------ SELECTED EXTRACT ------
NOT TO BE PUBLISHED IN OFFICIAL REPORTS

California Rules of Court, rule 8.1115(a), prohibits courts and parties from citing or relying on opinions not certified for publication or ordered published, except as specified by rule 8.1115(b). This opinion has not been certified for publication or ordered published for purposes of rule 8.1115.

IN THE COURT OF APPEAL OF THE STATE OF CALIFORNIA

FOURTH APPELLATE DISTRICT

DIVISION TWO

RANDECCA C. STEWARD,

Petitioner,

v.

THE SUPERIOR COURT OF SAN BERNARDINO COUNTY,

Respondent;

RO-JOY-MIL, LLC,

Real Party in Interest.

E081563

(Super.Ct.No. CIVSB2200990)

OPINION

APPEAL from the Superior Court of San Bernardino County. Bryan F. Foster, Judge. Construed as petition for writ of mandate and granted.

Randecca C. Steward, in pro. per., for Petitioner.

No appearance for Respondent.

No appearance for Real Party in Interest.

In this partition action, defendant and appellant Randecca C. Steward appeals an interlocutory judgment ordering the sale of three properties. She argues, among other things, that the interlocutory judgment fails to determine the interests of the parties in the properties as required by statute. We agree. Following Summers v. Superior Court (2018) 24 Cal.App.5th 138 (Summers), which on similar facts questioned whether the interlocutory judgment was appealable and construed the appeal as a petition for writ of mandate, we construe Steward’s appeal as a petition for writ of mandate and grant the petition.1

Plaintiff and respondent Ro-Joy-Mil LLC (Ro-Joy-Mil), which did not file a respondent’s brief in this appeal, filed a complaint against Steward and others in February 2022. The complaint includes a cause of action for partition of three properties it co-owns with Steward. It later sought an interlocutory judgment of partition by sale, which the trial court entered on December 29, 2022.2

Steward raises three arguments for reversal on appeal. She first argues that the trial court lacked jurisdiction to grant the motion because an earlier partition case involving the same properties remained pending in a different trial court department that had specifically retained jurisdiction over the matter. Steward requests judicial notice of certain filings in that case, which we grant. (Evid. Code, §§ 452, subd. (d), 459.) Those filings do not, however, show that a different department still has jurisdiction. A partition action filed in 2006 named Steward as a defendant and involved the same properties, and the trial court issued a July 13, 2010 order stating it would “retain[] jurisdiction of this matter to enforce all orders issued in this matter.” (See also King v. Steward (Nov. 21, 2014, E052121) [nonpub. opn.].) But Ro-Joy-Mil was not a party in that action, and the order was for a sale of the properties that appears not to have occurred and was instead superseded by a different order that did not retain jurisdiction. The July 13, 2010 order stated that the properties would be listed for 12 months at a certain list price and that the price would be lowered every 90 days, but in 2012, the trial court entered judgment naming Randolph Steward and the plaintiffs in that action as the sole owners of the subject properties and terminating the interests of any unknown persons claiming such an interest. Because the July 13, 2010 order provided that the subject properties would be listed for only 12 months, and because the 2012 judgment simply names Randolph Steward and the plaintiffs as owners of the properties, the trial court has no basis for continuing jurisdiction. Steward cites no authority supporting a different conclusion. We therefore reject her argument.
------ EXTRACTED MATERIAL ------
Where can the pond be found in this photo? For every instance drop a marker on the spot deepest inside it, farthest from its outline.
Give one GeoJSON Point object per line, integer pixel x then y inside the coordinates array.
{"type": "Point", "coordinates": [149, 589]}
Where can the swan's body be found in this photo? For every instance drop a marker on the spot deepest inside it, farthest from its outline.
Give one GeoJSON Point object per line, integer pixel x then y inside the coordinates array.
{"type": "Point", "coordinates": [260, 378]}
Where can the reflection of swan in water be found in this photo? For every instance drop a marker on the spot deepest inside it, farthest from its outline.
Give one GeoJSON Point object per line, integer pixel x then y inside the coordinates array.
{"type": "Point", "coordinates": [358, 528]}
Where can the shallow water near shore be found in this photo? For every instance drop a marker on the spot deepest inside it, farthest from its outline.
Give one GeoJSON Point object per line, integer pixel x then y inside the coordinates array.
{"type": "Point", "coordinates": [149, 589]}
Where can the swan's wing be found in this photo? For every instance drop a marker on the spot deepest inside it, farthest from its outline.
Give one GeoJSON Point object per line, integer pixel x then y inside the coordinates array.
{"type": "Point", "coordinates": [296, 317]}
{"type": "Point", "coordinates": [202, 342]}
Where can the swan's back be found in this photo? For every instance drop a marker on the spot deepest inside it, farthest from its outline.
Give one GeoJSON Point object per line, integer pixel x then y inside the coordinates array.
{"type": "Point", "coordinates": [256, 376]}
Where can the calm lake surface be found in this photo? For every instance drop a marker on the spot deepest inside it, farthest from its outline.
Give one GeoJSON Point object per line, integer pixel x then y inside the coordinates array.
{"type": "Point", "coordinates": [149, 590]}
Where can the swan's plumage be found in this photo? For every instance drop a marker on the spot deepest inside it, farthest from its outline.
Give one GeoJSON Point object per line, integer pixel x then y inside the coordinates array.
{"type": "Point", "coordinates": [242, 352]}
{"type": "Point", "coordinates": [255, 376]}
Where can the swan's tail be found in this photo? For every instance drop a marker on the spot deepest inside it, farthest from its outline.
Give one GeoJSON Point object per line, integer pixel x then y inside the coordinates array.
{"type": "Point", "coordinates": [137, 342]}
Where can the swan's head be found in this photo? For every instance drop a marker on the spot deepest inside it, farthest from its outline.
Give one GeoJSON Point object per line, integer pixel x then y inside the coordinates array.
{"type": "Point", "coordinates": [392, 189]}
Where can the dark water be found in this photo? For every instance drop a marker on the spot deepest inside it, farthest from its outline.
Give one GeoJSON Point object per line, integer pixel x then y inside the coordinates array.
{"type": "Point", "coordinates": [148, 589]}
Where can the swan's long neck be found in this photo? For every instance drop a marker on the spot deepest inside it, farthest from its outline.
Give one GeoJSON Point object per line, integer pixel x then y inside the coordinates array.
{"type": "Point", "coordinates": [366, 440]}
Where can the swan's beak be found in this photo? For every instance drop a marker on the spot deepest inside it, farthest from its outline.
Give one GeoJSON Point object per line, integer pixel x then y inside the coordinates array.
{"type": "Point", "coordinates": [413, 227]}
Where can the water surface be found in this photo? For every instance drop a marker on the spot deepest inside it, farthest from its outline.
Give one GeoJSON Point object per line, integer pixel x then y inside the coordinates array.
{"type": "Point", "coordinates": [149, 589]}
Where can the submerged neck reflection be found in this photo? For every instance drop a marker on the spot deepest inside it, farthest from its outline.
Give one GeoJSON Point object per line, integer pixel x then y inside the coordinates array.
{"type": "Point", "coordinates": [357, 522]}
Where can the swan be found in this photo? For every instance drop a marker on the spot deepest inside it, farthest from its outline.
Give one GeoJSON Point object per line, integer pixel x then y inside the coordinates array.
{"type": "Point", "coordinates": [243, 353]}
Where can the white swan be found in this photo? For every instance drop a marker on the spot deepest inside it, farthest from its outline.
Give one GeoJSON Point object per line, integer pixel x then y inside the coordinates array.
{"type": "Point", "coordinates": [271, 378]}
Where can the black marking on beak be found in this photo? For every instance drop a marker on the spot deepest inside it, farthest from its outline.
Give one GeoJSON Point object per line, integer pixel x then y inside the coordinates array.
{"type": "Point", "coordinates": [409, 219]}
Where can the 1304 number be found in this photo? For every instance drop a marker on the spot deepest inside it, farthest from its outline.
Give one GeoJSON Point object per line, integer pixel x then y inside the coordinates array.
------
▶ _WHAT IS ASKED_:
**A.** Translate this sentence from the court opinion into Spanish: "Steward cites no authority supporting a different conclusion."
**B.** Pick out every line of the rows that contains the word "reflection", and copy each one.
The rows are unrelated to the court opinion.

▶ _ANSWERS IN ORDER_:
**A.** Steward no cita ninguna autoridad que respalde una conclusión distinta.

**B.**
Where can the reflection of swan in water be found in this photo? For every instance drop a marker on the spot deepest inside it, farthest from its outline.
Where can the submerged neck reflection be found in this photo? For every instance drop a marker on the spot deepest inside it, farthest from its outline.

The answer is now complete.